* Work to complete
Please return every line below that contains the string "outline".

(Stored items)
···

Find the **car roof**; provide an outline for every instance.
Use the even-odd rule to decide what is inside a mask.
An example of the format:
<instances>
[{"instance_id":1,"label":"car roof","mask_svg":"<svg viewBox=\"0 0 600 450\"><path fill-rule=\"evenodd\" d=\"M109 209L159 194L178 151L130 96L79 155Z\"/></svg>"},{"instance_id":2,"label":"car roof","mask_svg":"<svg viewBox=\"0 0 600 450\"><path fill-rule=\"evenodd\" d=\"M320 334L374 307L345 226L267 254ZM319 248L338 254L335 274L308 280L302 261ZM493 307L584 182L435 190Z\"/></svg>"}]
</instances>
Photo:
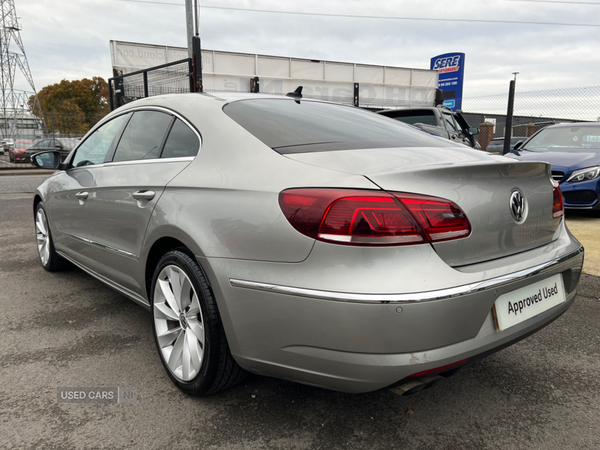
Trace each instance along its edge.
<instances>
[{"instance_id":1,"label":"car roof","mask_svg":"<svg viewBox=\"0 0 600 450\"><path fill-rule=\"evenodd\" d=\"M572 127L598 127L600 122L573 122L573 123L557 123L556 125L550 125L547 128L572 128Z\"/></svg>"},{"instance_id":2,"label":"car roof","mask_svg":"<svg viewBox=\"0 0 600 450\"><path fill-rule=\"evenodd\" d=\"M186 93L186 94L165 94L156 95L146 98L140 98L135 101L129 102L119 108L121 111L125 111L133 108L140 108L143 106L161 106L161 105L173 105L178 102L184 103L186 99L193 97L196 100L202 102L220 101L224 103L234 102L237 100L258 100L258 99L276 99L276 100L296 100L293 97L288 97L284 94L263 94L263 93L249 93L249 92L201 92L201 93ZM303 102L318 102L318 103L330 103L339 106L352 106L350 104L343 104L338 102L328 102L320 99L312 99L308 97L302 97L300 100Z\"/></svg>"}]
</instances>

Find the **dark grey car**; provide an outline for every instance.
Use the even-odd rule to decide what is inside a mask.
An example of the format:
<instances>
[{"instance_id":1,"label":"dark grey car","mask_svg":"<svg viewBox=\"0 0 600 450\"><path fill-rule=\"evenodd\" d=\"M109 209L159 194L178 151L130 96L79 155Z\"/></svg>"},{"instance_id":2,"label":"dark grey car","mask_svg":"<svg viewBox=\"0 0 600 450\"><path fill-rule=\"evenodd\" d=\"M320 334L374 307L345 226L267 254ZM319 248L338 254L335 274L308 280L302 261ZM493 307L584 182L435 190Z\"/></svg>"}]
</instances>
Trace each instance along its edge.
<instances>
[{"instance_id":1,"label":"dark grey car","mask_svg":"<svg viewBox=\"0 0 600 450\"><path fill-rule=\"evenodd\" d=\"M357 108L157 96L98 123L36 191L43 267L151 311L190 394L245 370L367 392L428 386L548 325L583 248L550 166Z\"/></svg>"},{"instance_id":2,"label":"dark grey car","mask_svg":"<svg viewBox=\"0 0 600 450\"><path fill-rule=\"evenodd\" d=\"M61 161L64 161L79 142L80 140L76 138L40 139L39 141L34 142L34 144L27 149L25 152L25 159L23 161L29 162L31 160L31 155L49 150L60 152Z\"/></svg>"},{"instance_id":3,"label":"dark grey car","mask_svg":"<svg viewBox=\"0 0 600 450\"><path fill-rule=\"evenodd\" d=\"M527 140L526 137L523 136L513 136L510 138L510 150L512 151L515 148L515 144L517 142L525 142ZM490 141L487 146L486 151L490 153L494 153L496 155L501 155L504 150L504 137L497 137Z\"/></svg>"}]
</instances>

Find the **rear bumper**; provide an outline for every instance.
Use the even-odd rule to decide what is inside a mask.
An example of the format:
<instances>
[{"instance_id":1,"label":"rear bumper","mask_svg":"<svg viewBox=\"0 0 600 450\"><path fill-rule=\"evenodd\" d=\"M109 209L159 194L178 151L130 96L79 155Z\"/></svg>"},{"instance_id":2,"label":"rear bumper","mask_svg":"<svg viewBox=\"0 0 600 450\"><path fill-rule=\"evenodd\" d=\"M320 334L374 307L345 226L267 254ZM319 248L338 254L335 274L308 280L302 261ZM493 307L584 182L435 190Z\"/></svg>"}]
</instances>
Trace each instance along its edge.
<instances>
[{"instance_id":1,"label":"rear bumper","mask_svg":"<svg viewBox=\"0 0 600 450\"><path fill-rule=\"evenodd\" d=\"M431 253L422 255L429 262L422 268L429 269L425 284L448 287L411 289L422 282L414 275L408 278L410 269L421 264L413 254L409 258L412 268L399 263L384 274L395 273L395 285L405 286L407 292L376 294L371 292L381 288L374 275L380 258L361 261L362 280L344 280L349 287L364 285L371 292L322 288L335 286L330 277L346 272L344 265L351 266L337 257L341 271L319 270L315 255L287 265L198 259L211 279L232 354L242 367L347 392L384 388L412 374L475 358L523 339L569 308L583 266L583 248L564 228L557 241L504 258L504 265L495 261L464 270L445 266L444 272L444 265L437 265ZM356 278L360 267L352 272ZM449 274L471 282L452 285ZM492 306L500 295L556 274L562 276L566 302L496 331ZM256 281L260 278L284 282ZM307 280L311 279L314 286L320 286L300 287L310 286Z\"/></svg>"}]
</instances>

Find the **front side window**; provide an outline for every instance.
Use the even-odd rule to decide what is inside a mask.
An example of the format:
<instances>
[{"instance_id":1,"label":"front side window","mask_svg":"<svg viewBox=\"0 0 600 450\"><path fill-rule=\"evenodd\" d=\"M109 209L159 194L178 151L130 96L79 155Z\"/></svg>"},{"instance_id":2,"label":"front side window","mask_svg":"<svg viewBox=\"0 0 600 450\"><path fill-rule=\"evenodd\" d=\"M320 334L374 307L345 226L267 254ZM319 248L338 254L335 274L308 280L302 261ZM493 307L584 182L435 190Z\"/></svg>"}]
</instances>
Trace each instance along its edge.
<instances>
[{"instance_id":1,"label":"front side window","mask_svg":"<svg viewBox=\"0 0 600 450\"><path fill-rule=\"evenodd\" d=\"M94 131L75 152L72 166L82 167L104 163L115 136L129 116L130 114L123 114L115 117Z\"/></svg>"},{"instance_id":2,"label":"front side window","mask_svg":"<svg viewBox=\"0 0 600 450\"><path fill-rule=\"evenodd\" d=\"M196 156L200 149L200 140L181 120L175 120L169 133L161 158L183 158Z\"/></svg>"},{"instance_id":3,"label":"front side window","mask_svg":"<svg viewBox=\"0 0 600 450\"><path fill-rule=\"evenodd\" d=\"M158 158L173 117L157 111L137 111L127 124L114 162Z\"/></svg>"},{"instance_id":4,"label":"front side window","mask_svg":"<svg viewBox=\"0 0 600 450\"><path fill-rule=\"evenodd\" d=\"M452 117L451 114L442 114L444 116L444 121L446 122L446 128L450 131L460 131L460 128L458 128L456 126L456 123L454 122L454 118Z\"/></svg>"}]
</instances>

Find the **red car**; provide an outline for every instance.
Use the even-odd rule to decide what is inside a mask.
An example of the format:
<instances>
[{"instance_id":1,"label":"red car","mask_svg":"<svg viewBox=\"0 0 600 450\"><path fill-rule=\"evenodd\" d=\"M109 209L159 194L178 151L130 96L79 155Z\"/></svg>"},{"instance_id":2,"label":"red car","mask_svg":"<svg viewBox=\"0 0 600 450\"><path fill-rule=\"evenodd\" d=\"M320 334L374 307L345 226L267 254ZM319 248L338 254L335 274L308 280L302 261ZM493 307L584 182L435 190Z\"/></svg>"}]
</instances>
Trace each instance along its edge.
<instances>
[{"instance_id":1,"label":"red car","mask_svg":"<svg viewBox=\"0 0 600 450\"><path fill-rule=\"evenodd\" d=\"M16 141L14 147L8 151L10 162L29 162L29 155L25 152L33 145L33 141Z\"/></svg>"}]
</instances>

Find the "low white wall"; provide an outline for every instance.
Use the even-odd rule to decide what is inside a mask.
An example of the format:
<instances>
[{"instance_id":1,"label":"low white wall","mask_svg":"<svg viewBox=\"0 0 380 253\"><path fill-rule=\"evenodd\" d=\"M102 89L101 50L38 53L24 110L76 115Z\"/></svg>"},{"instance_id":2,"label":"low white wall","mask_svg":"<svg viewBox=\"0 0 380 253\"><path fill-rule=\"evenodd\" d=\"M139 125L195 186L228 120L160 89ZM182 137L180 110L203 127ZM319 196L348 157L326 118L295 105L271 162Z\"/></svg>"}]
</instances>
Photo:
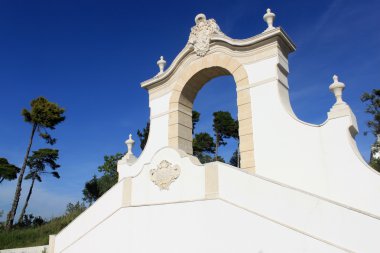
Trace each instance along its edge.
<instances>
[{"instance_id":1,"label":"low white wall","mask_svg":"<svg viewBox=\"0 0 380 253\"><path fill-rule=\"evenodd\" d=\"M48 245L28 247L28 248L16 248L16 249L2 249L0 253L43 253L47 252Z\"/></svg>"},{"instance_id":2,"label":"low white wall","mask_svg":"<svg viewBox=\"0 0 380 253\"><path fill-rule=\"evenodd\" d=\"M64 248L111 216L123 203L124 180L114 185L55 237L55 247Z\"/></svg>"},{"instance_id":3,"label":"low white wall","mask_svg":"<svg viewBox=\"0 0 380 253\"><path fill-rule=\"evenodd\" d=\"M380 252L380 219L219 163L221 199L353 252Z\"/></svg>"},{"instance_id":4,"label":"low white wall","mask_svg":"<svg viewBox=\"0 0 380 253\"><path fill-rule=\"evenodd\" d=\"M181 169L168 190L151 180L163 160ZM378 253L374 231L380 218L362 210L164 148L56 235L54 253L152 252L163 245L168 253Z\"/></svg>"},{"instance_id":5,"label":"low white wall","mask_svg":"<svg viewBox=\"0 0 380 253\"><path fill-rule=\"evenodd\" d=\"M123 208L65 253L342 253L221 200Z\"/></svg>"}]
</instances>

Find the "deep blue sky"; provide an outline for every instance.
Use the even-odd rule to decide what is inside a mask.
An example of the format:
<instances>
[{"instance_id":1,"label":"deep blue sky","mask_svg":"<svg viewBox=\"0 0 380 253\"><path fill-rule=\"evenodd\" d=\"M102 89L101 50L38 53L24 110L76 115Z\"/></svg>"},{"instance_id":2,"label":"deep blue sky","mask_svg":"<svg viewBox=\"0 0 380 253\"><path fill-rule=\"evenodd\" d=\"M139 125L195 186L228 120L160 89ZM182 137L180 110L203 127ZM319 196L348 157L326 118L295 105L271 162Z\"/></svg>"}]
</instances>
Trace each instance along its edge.
<instances>
[{"instance_id":1,"label":"deep blue sky","mask_svg":"<svg viewBox=\"0 0 380 253\"><path fill-rule=\"evenodd\" d=\"M359 98L380 87L379 1L1 0L0 157L21 165L30 126L20 112L30 100L45 96L66 108L66 121L53 132L62 178L39 183L28 212L60 214L69 201L81 199L84 182L105 154L126 150L128 134L149 118L140 82L157 73L160 55L171 63L196 14L216 19L232 38L247 38L265 29L267 7L277 14L275 26L297 45L289 57L294 111L302 120L322 123L334 103L328 86L338 74L358 119L359 149L368 159L374 138L363 136L368 117ZM199 131L210 129L213 111L236 115L233 79L210 83L195 102L203 116ZM45 146L36 141L33 149ZM231 149L223 150L226 158ZM0 185L0 210L8 212L14 183Z\"/></svg>"}]
</instances>

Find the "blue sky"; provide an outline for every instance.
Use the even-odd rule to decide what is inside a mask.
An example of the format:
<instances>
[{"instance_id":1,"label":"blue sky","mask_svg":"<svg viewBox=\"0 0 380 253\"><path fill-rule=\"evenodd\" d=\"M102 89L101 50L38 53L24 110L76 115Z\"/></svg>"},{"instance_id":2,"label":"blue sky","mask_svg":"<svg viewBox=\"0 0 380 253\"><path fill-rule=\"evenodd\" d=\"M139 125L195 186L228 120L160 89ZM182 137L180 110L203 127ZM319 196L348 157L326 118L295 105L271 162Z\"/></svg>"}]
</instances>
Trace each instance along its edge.
<instances>
[{"instance_id":1,"label":"blue sky","mask_svg":"<svg viewBox=\"0 0 380 253\"><path fill-rule=\"evenodd\" d=\"M214 18L232 38L262 32L267 7L297 45L290 55L290 99L297 116L322 123L334 103L332 75L346 84L344 100L357 116L357 143L368 159L372 136L363 136L360 95L379 88L379 1L0 1L0 157L21 165L30 126L22 108L45 96L66 108L53 135L60 150L61 179L39 183L27 212L59 215L82 198L84 182L105 154L126 150L129 133L149 118L140 82L168 64L185 46L196 14ZM213 100L208 99L212 94ZM199 93L198 131L210 131L211 115L236 115L231 77L210 81ZM46 145L36 139L33 150ZM135 148L140 152L138 145ZM228 159L229 144L222 154ZM8 212L15 182L0 185L0 210ZM24 184L25 194L28 183ZM23 203L23 202L21 202Z\"/></svg>"}]
</instances>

···

* Answer to the problem
Find the **car roof**; provide an outline for every instance.
Find the **dark grey car**; provide an outline for every instance.
Find the **rear bumper**; provide an outline for every instance.
Find the **front side window**; provide an outline for every instance.
Find the **red car**; provide an outline for every instance.
Find the "low white wall"; provide an outline for every instance.
Find the "deep blue sky"; provide an outline for every instance.
Find the "blue sky"; provide an outline for every instance.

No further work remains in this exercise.